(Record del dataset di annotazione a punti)
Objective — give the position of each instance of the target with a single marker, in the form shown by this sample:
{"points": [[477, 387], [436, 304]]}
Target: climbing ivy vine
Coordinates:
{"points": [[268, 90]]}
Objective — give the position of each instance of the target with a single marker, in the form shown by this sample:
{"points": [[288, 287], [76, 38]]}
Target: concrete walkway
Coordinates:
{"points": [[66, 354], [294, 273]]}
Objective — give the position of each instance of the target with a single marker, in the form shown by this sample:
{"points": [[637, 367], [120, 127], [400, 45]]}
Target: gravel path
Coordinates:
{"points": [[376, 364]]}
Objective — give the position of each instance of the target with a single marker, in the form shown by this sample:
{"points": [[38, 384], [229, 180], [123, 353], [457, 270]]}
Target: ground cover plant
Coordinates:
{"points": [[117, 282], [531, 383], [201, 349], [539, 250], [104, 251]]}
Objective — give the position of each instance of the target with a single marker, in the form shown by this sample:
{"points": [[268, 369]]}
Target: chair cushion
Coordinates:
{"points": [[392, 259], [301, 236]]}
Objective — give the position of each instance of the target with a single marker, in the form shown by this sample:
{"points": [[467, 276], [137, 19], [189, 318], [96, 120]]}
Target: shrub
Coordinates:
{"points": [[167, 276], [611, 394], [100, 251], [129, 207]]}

--

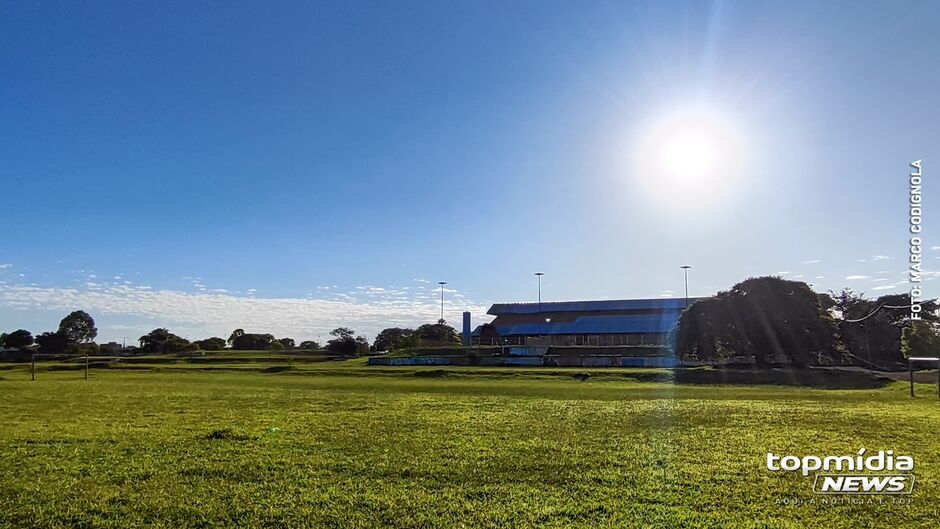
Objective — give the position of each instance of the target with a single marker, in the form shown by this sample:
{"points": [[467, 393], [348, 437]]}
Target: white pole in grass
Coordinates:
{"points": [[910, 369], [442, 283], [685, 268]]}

==

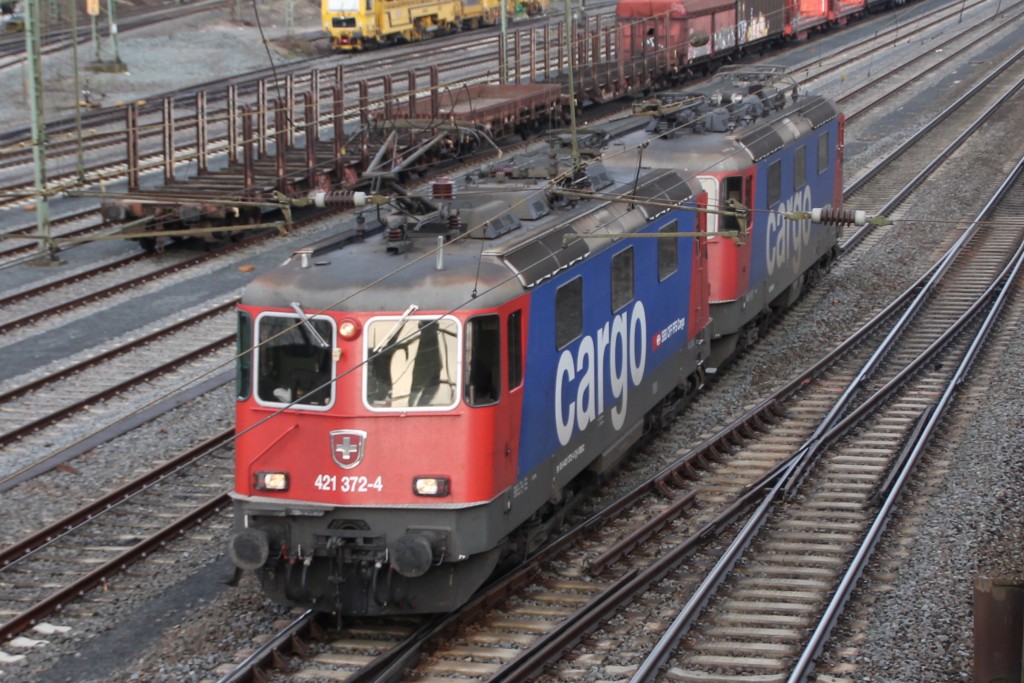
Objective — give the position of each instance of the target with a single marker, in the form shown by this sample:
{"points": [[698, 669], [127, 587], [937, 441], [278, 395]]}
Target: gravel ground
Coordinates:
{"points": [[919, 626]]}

(Consegna):
Indica quante righe dei record contengono la stringa "gravel", distinguendo tra maiuscole e minuscole. Scrivi soltanto il numero.

(Soluzione del problema):
2